Aim
Reproduce the data from its start through the line containing "x=594 y=316", inclusive, keeping every line and offsetting each coordinate in the answers by 20.

Data supplied
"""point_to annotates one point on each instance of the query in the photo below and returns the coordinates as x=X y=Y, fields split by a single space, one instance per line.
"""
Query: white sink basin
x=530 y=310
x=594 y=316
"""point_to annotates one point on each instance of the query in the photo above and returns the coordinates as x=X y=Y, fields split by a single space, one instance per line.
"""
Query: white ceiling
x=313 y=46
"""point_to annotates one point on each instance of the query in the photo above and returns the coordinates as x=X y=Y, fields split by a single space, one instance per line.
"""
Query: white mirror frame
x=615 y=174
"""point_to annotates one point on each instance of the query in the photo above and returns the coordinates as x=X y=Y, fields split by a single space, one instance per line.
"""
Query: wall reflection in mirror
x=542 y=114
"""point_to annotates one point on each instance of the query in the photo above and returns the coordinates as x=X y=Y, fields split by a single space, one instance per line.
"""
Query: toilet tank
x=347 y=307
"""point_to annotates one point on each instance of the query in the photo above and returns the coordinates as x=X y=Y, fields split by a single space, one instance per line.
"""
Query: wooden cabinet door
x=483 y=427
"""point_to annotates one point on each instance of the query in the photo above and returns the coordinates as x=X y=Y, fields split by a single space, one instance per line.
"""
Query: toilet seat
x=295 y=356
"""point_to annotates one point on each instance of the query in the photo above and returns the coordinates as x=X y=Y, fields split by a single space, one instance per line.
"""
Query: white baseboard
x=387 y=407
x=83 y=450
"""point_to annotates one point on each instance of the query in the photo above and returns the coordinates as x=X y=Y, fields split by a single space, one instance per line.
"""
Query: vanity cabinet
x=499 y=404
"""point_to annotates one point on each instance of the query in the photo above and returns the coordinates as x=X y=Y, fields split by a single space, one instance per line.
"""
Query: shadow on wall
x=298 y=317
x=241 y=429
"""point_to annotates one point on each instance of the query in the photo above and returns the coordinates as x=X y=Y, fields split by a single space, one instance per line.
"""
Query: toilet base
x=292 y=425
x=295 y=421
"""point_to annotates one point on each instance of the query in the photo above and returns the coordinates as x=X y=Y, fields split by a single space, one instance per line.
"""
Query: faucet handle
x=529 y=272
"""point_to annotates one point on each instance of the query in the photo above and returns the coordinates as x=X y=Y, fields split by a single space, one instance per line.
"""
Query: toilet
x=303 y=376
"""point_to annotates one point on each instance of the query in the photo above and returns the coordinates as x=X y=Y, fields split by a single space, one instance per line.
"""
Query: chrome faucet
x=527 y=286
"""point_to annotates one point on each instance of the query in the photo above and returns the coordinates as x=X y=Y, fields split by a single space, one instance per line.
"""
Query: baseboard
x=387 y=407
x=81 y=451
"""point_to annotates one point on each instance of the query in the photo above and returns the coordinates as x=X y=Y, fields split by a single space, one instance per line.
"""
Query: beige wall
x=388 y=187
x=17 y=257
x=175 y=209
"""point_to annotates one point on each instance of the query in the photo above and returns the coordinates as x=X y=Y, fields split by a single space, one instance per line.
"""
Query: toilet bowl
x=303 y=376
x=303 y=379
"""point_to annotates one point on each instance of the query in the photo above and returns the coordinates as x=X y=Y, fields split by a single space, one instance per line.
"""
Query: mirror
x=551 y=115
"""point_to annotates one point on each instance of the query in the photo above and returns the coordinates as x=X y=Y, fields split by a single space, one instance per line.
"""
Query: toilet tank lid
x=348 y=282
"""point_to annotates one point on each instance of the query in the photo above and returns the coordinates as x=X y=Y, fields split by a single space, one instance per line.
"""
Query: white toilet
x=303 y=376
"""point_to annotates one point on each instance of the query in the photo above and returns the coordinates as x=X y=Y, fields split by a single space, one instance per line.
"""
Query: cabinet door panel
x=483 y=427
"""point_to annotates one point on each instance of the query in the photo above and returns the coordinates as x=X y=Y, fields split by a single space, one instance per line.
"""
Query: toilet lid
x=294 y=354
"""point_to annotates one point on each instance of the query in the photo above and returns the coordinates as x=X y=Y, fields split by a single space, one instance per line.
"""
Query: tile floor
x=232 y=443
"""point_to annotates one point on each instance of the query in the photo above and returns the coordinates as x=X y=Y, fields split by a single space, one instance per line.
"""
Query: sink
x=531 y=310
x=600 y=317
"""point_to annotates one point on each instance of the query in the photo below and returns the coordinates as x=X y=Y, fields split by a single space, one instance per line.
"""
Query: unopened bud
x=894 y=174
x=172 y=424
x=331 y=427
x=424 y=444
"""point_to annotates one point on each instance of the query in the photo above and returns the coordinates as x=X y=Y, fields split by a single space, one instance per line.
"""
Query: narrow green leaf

Final result
"""point_to annotates one point on each instance of the query in the photo below and returns the coordinates as x=X y=Y, fields split by a single space, one instance per line.
"""
Query: white sink basin
x=550 y=330
x=614 y=336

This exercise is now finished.